Items from a dataset
★ ★ ★ ★ ★ ★ ★

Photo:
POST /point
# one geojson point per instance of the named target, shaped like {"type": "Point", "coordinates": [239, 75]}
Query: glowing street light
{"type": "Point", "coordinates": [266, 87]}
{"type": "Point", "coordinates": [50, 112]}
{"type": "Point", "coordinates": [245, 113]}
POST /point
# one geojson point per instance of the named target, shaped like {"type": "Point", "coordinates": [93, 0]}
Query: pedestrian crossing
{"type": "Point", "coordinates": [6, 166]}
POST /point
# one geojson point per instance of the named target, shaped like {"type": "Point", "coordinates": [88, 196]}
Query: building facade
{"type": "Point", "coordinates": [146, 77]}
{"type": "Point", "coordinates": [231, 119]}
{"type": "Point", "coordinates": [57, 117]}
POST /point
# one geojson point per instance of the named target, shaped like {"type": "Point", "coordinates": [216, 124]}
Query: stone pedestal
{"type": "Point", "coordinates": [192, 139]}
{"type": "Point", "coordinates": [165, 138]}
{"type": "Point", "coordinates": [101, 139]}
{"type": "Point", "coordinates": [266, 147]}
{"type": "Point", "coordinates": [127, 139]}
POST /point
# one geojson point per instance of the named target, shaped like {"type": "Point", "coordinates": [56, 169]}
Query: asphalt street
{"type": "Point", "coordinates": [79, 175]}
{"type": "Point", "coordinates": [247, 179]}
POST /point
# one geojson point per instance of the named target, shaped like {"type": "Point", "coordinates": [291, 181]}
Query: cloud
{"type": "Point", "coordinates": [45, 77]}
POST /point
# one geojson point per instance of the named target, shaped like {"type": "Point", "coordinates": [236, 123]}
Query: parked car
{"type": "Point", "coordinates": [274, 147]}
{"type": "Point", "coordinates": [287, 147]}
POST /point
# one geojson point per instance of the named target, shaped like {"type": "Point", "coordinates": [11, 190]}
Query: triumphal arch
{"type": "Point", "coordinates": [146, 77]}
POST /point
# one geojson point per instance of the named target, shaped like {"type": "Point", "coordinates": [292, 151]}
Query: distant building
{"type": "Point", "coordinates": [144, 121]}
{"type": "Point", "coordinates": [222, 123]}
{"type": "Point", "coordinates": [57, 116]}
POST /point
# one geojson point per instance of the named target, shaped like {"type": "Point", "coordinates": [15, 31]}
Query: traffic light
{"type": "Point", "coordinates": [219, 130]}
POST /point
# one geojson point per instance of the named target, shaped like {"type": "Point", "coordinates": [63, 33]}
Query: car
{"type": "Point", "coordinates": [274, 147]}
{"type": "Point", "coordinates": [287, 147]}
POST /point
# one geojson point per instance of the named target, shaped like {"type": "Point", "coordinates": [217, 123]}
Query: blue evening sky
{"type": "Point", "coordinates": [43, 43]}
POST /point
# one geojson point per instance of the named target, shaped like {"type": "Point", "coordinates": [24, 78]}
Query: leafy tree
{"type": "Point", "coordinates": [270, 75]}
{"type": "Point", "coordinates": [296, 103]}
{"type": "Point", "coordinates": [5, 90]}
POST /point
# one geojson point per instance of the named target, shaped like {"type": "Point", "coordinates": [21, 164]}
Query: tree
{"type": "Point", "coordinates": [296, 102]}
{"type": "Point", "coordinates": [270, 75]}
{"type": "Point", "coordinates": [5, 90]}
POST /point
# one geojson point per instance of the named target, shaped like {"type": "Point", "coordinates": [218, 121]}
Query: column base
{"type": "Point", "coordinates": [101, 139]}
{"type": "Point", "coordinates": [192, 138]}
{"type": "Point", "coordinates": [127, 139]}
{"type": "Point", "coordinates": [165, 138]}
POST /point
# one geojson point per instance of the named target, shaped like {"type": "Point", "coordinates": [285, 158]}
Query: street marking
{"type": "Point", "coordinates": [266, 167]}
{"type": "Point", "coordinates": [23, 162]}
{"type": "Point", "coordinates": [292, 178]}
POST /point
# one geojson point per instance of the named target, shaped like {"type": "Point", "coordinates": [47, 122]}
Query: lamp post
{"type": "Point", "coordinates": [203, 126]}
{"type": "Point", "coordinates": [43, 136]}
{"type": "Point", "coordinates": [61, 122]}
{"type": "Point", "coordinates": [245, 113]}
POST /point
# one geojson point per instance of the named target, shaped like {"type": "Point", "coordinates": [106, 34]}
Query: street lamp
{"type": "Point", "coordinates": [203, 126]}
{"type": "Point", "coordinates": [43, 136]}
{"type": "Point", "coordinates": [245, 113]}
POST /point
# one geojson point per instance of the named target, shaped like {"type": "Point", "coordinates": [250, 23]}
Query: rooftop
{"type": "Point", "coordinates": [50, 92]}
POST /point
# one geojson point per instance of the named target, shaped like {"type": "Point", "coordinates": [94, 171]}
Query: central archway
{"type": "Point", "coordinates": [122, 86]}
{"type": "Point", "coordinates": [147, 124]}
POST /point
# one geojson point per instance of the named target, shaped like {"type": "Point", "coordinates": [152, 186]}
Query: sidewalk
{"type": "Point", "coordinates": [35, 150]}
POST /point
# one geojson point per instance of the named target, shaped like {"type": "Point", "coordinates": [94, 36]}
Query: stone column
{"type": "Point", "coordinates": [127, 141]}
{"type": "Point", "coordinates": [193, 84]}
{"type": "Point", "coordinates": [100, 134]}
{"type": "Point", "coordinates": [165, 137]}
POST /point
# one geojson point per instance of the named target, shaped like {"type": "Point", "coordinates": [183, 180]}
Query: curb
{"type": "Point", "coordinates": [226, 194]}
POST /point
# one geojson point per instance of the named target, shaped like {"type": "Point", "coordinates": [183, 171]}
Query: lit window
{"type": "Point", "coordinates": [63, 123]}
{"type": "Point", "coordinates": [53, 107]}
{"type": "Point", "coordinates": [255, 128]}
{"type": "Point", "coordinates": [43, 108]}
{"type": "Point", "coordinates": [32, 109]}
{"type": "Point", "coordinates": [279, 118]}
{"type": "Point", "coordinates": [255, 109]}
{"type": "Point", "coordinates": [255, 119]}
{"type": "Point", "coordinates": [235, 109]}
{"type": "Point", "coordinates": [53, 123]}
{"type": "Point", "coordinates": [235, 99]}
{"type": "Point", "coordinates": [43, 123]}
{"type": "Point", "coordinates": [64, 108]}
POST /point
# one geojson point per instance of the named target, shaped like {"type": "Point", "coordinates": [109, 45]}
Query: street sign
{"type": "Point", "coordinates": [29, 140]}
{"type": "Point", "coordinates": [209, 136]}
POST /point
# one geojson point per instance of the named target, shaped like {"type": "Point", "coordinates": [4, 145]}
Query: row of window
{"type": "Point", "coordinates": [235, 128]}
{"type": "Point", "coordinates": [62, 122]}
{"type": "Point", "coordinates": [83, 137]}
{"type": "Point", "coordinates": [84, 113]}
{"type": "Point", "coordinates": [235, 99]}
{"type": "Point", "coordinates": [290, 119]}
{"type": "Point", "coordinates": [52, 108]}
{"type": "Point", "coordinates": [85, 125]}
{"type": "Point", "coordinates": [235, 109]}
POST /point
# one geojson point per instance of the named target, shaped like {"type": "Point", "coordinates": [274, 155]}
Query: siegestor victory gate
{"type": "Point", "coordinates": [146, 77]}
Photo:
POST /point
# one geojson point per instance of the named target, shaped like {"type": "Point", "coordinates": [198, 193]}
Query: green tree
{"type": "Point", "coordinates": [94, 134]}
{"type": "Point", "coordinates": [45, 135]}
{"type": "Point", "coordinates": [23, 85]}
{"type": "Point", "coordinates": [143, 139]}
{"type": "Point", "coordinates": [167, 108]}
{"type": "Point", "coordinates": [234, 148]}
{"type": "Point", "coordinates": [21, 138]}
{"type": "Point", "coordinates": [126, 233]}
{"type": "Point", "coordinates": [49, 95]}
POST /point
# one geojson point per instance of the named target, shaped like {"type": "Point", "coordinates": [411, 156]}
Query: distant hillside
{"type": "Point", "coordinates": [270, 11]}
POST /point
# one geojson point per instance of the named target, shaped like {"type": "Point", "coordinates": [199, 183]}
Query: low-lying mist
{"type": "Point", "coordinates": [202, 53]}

★ ★ ★ ★ ★ ★ ★

**WHAT TO PRODUCE**
Repeat only the lines starting at the one that contains "Query: green tree" and ending at the last line above, exactly as written.

**ANSWER BOX**
Query: green tree
{"type": "Point", "coordinates": [94, 134]}
{"type": "Point", "coordinates": [45, 135]}
{"type": "Point", "coordinates": [23, 85]}
{"type": "Point", "coordinates": [143, 139]}
{"type": "Point", "coordinates": [167, 108]}
{"type": "Point", "coordinates": [234, 148]}
{"type": "Point", "coordinates": [21, 138]}
{"type": "Point", "coordinates": [126, 233]}
{"type": "Point", "coordinates": [49, 95]}
POST /point
# one geojson point per instance of the named target, shaped like {"type": "Point", "coordinates": [411, 156]}
Query: distant hillside
{"type": "Point", "coordinates": [270, 11]}
POST /point
# one geojson point per instance of the named target, shaped like {"type": "Point", "coordinates": [199, 183]}
Query: low-lying mist
{"type": "Point", "coordinates": [202, 53]}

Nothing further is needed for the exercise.